EXTRACT PROVIDED:
□ □ □

Immunotherapy target identified for pediatric cancers

Stanford scientists have moved a big step closer toward using engineered immune cells to treat many forms of pediatric cancer.

When the FDA announced in 2017 that it was approving an immunotherapy treatment for children with certain relapsed blood cancers, doctors and patients were pretty excited. That treatment, tisagenlecleucel (brand name Kymriah), involves engineering the patient's own immune cells to make biological chimeras, called CAR-T cells, that recognize and attack cancer.

But on the heels of that excitement came a question: When would this approach be available for other pediatric cancers? Children with solid tumors -- including tumors of the brain, nerve cells, bones and muscle -- need better treatments, especially in cases where the tumors spread around the body or the patient relapses after receiving traditional chemotherapy and radiation. However, those tumors don't carry the same surface markers that the existing therapy goes after.

Now, with findings reported today in Clinical Cancer Research, Stanford scientists have moved a big step closer to using CAR-T cells for solid tumors in children. They've shown that a protein called B7-H3 is abundant on many kinds of pediatric cancer cells -- including certain tumors that occur in the brain, nerve cells, bone and muscle -- and that B7-H3 makes a good immunotherapy target. They have successfully engineered CAR-T cells to go after B7-H3 and tested them in mice implanted with human tumors.

□ □ □

EXERCISE SET:
(a) Say whether each statement agrees with the immunotherapy article, answering yes or no and quoting the deciding words: (i) The FDA's 2017 approval was for children with certain relapsed blood cancers. (ii) Children's solid tumors carry the same surface markers that the existing therapy targets. (iii) The Stanford team tested its B7-H3 CAR-T cells in human patients.
(b) Carry on the immunotherapy article from the point where it stops.
The records that come next are separate material, unrelated to the immunotherapy article.

□ □ □

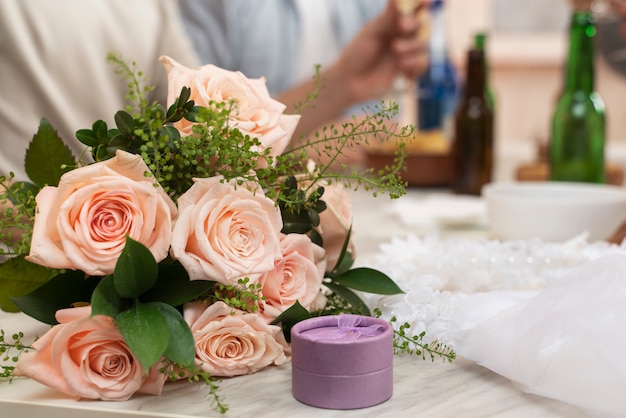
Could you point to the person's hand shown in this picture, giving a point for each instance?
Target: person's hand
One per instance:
(386, 47)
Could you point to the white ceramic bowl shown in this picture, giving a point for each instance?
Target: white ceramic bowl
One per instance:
(554, 211)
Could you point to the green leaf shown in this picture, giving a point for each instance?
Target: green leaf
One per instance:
(146, 332)
(291, 317)
(344, 263)
(105, 300)
(181, 348)
(368, 280)
(20, 191)
(87, 137)
(46, 156)
(350, 297)
(125, 122)
(174, 287)
(19, 277)
(62, 291)
(100, 132)
(136, 270)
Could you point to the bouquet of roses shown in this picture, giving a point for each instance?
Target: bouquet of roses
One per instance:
(191, 244)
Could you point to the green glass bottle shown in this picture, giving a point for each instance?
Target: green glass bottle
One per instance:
(578, 124)
(480, 41)
(472, 148)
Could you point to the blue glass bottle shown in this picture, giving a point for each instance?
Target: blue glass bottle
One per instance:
(438, 86)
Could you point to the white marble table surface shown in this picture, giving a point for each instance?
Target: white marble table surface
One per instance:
(421, 388)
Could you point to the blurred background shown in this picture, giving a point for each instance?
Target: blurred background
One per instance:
(527, 48)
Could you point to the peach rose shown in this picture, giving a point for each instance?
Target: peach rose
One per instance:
(226, 232)
(297, 276)
(335, 222)
(82, 224)
(257, 114)
(231, 342)
(87, 357)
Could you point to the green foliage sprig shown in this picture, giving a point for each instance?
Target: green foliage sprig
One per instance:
(10, 351)
(415, 344)
(193, 374)
(244, 296)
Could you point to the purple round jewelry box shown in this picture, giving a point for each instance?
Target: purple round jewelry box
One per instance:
(342, 361)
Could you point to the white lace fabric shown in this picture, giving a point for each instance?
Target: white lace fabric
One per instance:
(549, 316)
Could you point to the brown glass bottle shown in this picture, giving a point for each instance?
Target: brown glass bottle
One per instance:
(472, 148)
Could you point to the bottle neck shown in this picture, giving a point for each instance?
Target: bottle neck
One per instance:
(579, 70)
(475, 82)
(437, 40)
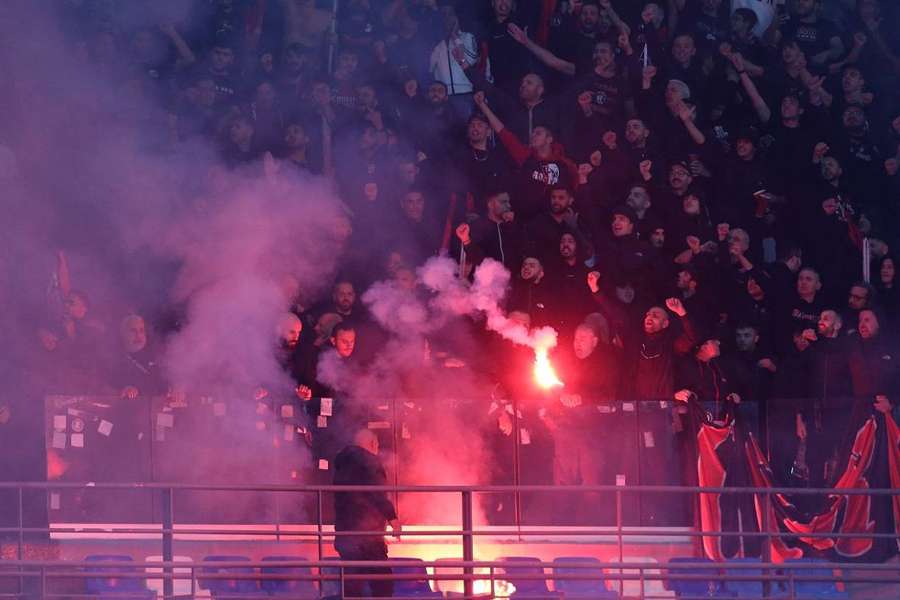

□ □ □

RESULTS OF THE TASKS:
(a)
(i) Yes: "When the FDA announced in 2017 that it was approving an immunotherapy treatment for children with certain relapsed blood cancers"
(ii) No: "However, those tumors don't carry the same surface markers that the existing therapy goes after."
(iii) No: "tested them in mice implanted with human tumors"

(b)
In our press release, lead author Robbie Majzner, MD, gives more details:

In mice with osteosarcoma or Ewing sarcoma -- both bone tumors -- B7-H3 CAR-T cells eradicated the tumors. The treated mice lived significantly longer than animals that received a control treatment.

'The tumor just goes away,' Majzner said. 'It's very consistent. It happened in all the mice, and that's exciting.'

A group of mice with osteosarcoma had their initial tumors surgically removed and then received B7-H3 CAR-T cells to test whether the cells could treat cancer cells that had spread to the lungs. Again, the CAR-T cells worked; the treated mice lived significantly longer than those in a control group.

The next research step is human clinical trials. The B7-H3 protein is not found on any healthy tissues in the central nervous system, so Majzner and his colleagues plan to begin the human studies in adults with brain tumors.

One exciting aspect of the work is the fact that the same target is abundant on so many different cancers, Majzner told me. That means that if the clinical trials succeed, a commercially viable treatment is more likely, and, ultimately, more patients could be helped.